_Dataset entries_:
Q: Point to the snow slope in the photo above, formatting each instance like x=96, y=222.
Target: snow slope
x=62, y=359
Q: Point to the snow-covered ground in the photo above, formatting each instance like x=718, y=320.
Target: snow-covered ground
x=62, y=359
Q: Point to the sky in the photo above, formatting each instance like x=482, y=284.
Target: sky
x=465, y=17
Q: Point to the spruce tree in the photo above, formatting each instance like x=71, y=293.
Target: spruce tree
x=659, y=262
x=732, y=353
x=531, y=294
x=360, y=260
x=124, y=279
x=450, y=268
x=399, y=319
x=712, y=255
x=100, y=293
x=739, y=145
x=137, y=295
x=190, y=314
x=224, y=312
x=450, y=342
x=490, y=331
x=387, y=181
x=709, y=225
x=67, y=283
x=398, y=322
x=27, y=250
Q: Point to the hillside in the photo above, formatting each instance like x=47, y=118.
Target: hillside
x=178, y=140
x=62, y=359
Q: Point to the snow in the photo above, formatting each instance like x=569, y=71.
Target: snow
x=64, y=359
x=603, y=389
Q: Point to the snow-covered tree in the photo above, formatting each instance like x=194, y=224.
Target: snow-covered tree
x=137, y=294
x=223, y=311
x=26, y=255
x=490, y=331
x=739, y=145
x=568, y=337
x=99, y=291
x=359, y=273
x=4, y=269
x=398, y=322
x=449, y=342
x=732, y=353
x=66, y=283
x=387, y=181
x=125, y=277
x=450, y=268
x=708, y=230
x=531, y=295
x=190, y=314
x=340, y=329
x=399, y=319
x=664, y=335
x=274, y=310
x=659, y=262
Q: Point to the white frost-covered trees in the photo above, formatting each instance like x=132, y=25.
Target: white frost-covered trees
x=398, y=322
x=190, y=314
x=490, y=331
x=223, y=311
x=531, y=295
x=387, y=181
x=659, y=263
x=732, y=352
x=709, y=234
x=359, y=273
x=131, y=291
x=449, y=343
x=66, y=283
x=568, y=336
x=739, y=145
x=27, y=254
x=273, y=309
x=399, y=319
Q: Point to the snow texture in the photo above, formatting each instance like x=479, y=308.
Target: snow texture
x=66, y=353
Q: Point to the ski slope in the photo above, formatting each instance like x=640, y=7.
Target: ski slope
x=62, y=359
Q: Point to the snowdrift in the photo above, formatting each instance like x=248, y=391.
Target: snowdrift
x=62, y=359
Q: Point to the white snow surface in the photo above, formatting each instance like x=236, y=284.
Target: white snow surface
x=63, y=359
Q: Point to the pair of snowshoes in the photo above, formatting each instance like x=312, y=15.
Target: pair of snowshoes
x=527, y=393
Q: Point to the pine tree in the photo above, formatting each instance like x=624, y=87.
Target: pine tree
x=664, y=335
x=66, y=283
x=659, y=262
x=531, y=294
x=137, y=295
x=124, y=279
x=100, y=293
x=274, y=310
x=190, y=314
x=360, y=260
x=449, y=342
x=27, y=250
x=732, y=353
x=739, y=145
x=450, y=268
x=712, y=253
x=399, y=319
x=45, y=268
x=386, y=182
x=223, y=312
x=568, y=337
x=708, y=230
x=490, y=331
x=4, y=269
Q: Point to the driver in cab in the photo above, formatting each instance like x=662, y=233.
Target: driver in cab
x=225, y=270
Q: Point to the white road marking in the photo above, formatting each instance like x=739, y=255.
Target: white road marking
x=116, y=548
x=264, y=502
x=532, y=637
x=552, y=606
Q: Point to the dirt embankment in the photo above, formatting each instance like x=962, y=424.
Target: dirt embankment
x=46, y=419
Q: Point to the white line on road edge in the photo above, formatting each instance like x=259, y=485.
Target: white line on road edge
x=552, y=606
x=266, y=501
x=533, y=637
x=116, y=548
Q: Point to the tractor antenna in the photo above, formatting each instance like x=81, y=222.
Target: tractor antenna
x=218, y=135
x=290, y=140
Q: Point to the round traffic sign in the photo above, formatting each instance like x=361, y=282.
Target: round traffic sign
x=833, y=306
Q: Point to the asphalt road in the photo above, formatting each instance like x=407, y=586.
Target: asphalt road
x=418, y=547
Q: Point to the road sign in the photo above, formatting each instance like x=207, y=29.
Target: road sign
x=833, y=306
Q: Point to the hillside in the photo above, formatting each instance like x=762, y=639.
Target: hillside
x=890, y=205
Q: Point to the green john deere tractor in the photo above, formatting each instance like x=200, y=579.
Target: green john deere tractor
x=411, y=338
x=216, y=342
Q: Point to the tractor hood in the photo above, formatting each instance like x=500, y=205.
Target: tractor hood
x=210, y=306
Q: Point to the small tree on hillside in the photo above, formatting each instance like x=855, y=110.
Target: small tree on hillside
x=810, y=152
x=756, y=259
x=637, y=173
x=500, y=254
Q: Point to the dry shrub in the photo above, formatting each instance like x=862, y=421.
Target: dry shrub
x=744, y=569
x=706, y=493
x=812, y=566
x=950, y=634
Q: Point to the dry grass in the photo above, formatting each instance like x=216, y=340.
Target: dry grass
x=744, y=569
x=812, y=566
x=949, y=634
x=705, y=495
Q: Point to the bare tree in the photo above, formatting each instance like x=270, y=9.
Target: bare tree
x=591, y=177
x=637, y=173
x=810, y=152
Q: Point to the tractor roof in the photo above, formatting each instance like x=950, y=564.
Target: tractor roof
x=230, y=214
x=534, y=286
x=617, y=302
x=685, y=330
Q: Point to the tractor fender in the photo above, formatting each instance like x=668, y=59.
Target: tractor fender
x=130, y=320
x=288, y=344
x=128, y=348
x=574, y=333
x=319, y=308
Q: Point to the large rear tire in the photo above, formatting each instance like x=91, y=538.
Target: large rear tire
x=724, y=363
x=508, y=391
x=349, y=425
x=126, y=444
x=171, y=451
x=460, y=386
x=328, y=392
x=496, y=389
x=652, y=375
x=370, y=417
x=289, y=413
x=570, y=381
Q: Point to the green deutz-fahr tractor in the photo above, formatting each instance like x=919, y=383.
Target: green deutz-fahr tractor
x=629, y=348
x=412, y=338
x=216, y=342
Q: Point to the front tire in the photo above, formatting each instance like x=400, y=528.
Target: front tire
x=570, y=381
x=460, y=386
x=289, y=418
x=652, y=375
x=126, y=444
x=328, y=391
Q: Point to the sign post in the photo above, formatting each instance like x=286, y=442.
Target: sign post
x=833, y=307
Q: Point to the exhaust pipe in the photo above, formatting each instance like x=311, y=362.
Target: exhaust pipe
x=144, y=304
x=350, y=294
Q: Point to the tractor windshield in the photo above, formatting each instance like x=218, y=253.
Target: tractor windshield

_The task_:
Copy every entry above line for line, without changing a single character.

_Solution for this problem_:
Q: Point to the snow slope in the photo above, formatting each instance like x=96, y=222.
Target: snow slope
x=62, y=359
Q: Point to the snow-covered ground in the photo above, formatting each instance like x=718, y=320.
Target: snow-covered ground
x=62, y=359
Q: Point to the sky in the photo above, formatting each instance like x=482, y=284.
Target: sky
x=465, y=17
Q: Point to the spruce tree in the photo above, formatting each instance like x=71, y=293.
Target: spruce tree
x=659, y=262
x=732, y=353
x=531, y=294
x=360, y=260
x=124, y=279
x=450, y=268
x=399, y=319
x=712, y=255
x=100, y=293
x=739, y=145
x=137, y=295
x=190, y=314
x=224, y=312
x=450, y=342
x=490, y=331
x=387, y=181
x=709, y=225
x=67, y=283
x=398, y=322
x=27, y=250
Q: Point to the hillside in the photo above, formatting each instance like x=47, y=118.
Target: hillside
x=178, y=140
x=62, y=359
Q: Point to the snow in the photo above, formatting each instance like x=569, y=71.
Target: snow
x=64, y=359
x=603, y=389
Q: Point to the snow-covered tree in the photo above, formatting each instance like x=194, y=224.
Target: snow-covered tree
x=137, y=294
x=223, y=311
x=26, y=255
x=490, y=331
x=739, y=145
x=568, y=337
x=99, y=291
x=359, y=273
x=4, y=269
x=398, y=322
x=449, y=342
x=732, y=353
x=66, y=283
x=387, y=181
x=125, y=277
x=450, y=268
x=708, y=230
x=531, y=295
x=190, y=314
x=340, y=329
x=399, y=319
x=664, y=335
x=274, y=310
x=659, y=262
Q: Point to the white frost-covered trees in the photo above, formatting each instance like x=132, y=25.
Target: white frost-covered trees
x=398, y=322
x=190, y=314
x=490, y=331
x=223, y=311
x=531, y=295
x=387, y=181
x=659, y=263
x=732, y=352
x=709, y=234
x=359, y=273
x=131, y=291
x=449, y=343
x=66, y=283
x=568, y=336
x=739, y=145
x=27, y=254
x=273, y=309
x=399, y=319
Q: Point to the snow texture in the photo above, formatting each instance like x=479, y=308.
Target: snow texture
x=66, y=353
Q: Point to the ski slope in the photo above, formatting each instance like x=640, y=7.
Target: ski slope
x=62, y=359
Q: Point to the snowdrift in the photo above, formatting each instance like x=248, y=391.
Target: snowdrift
x=62, y=359
Q: Point to the white snow surface in the photo above, formatting each instance like x=236, y=284.
Target: white snow surface
x=63, y=359
Q: Point to the pair of snowshoes in the photo above, formatting each instance like x=312, y=15.
Target: pair of snowshoes
x=527, y=393
Q: Point to the pine tree in the photo above, formatting each instance like x=624, y=87.
Target: pine tree
x=664, y=335
x=66, y=283
x=659, y=262
x=531, y=294
x=137, y=295
x=124, y=279
x=100, y=293
x=274, y=310
x=190, y=314
x=360, y=260
x=449, y=342
x=27, y=250
x=732, y=353
x=739, y=145
x=450, y=268
x=712, y=253
x=399, y=319
x=45, y=268
x=386, y=182
x=223, y=312
x=568, y=337
x=708, y=230
x=490, y=331
x=4, y=269
Q: Point to the driver in cab in the photo above, formatting each instance like x=662, y=233.
Target: driver in cab
x=225, y=270
Q: Point to the white road marking in the photo above, formatting each instance like x=739, y=255.
Target: white road marking
x=116, y=548
x=264, y=502
x=532, y=637
x=552, y=606
Q: Point to the dirt embankment in the photo above, formatting each instance like x=962, y=424.
Target: dirt embankment
x=46, y=419
Q: Point to the white line on road edge in the photo above, formatting each instance like x=259, y=485.
Target: white line on road edge
x=552, y=606
x=266, y=501
x=533, y=637
x=116, y=548
Q: Point to the tractor antenna in the photo above, formatting each instance like x=81, y=222.
Target: tractor antenna
x=218, y=135
x=290, y=140
Q: Point to the round traffic sign in the photo above, formatting each instance like x=361, y=282.
Target: round traffic sign
x=833, y=306
Q: Point to the asphalt road in the photo above, formatting each instance like x=407, y=586.
Target: asphalt road
x=418, y=547
Q: Point to the road sign in the photo above, formatting each instance like x=207, y=29.
Target: road sign
x=833, y=306
Q: Point to the hillside in the photo above, formatting each instance like x=762, y=639.
Target: hillside
x=890, y=205
Q: Point to the green john deere tractor in the photo above, formatting each instance like x=200, y=579.
Target: green john deere tractor
x=411, y=338
x=216, y=342
Q: Point to the tractor hood in the photo above, formatting each instance like x=500, y=205.
Target: tractor hood
x=210, y=306
Q: Point to the small tree on hillside in the photo above, formatting each instance like x=855, y=110.
Target: small tree on hillside
x=810, y=152
x=756, y=259
x=637, y=173
x=500, y=254
Q: Point to the dry shrub in the photo above, formatting each instance like x=862, y=421.
Target: dry shrub
x=744, y=569
x=706, y=493
x=812, y=566
x=950, y=634
Q: Point to the dry grass in the photo above, formatting each instance like x=216, y=340.
Target: dry grass
x=744, y=569
x=812, y=566
x=949, y=634
x=705, y=495
Q: Point to the bare tree in the photo above, formatting each instance like x=270, y=9.
Target: bare tree
x=591, y=177
x=637, y=173
x=810, y=152
Q: Point to the tractor roof in the photo above, formatting each instance like x=950, y=564.
Target: tractor roof
x=230, y=214
x=534, y=286
x=617, y=302
x=685, y=330
Q: Point to the tractor fender in the photo above, formatting each instance like x=668, y=59.
Target: tractor fender
x=130, y=320
x=288, y=344
x=128, y=348
x=574, y=333
x=319, y=308
Q: Point to the large rear tire in the photo above, formatting each instance like x=91, y=538.
Target: large rear tire
x=724, y=363
x=508, y=391
x=349, y=425
x=126, y=444
x=171, y=451
x=460, y=386
x=328, y=392
x=496, y=389
x=652, y=375
x=370, y=417
x=289, y=413
x=570, y=381
Q: Point to the green deutz-fahr tractor in the photo above, formatting each instance like x=919, y=383.
Target: green deutz-fahr tractor
x=629, y=348
x=412, y=338
x=216, y=342
Q: Point to the front tire in the photo above, formatting each instance like x=400, y=528.
Target: front tire
x=570, y=381
x=460, y=386
x=289, y=418
x=652, y=375
x=126, y=444
x=328, y=391
Q: Point to the sign post in the photo above, formatting each instance like x=286, y=442.
Target: sign post
x=833, y=307
Q: Point to the exhaust pipe in the photo above, formatting each instance like x=311, y=362.
Target: exhaust pipe
x=144, y=304
x=350, y=294
Q: Point to the tractor windshield in the photo above, formatting each instance like x=218, y=253.
Target: tractor windshield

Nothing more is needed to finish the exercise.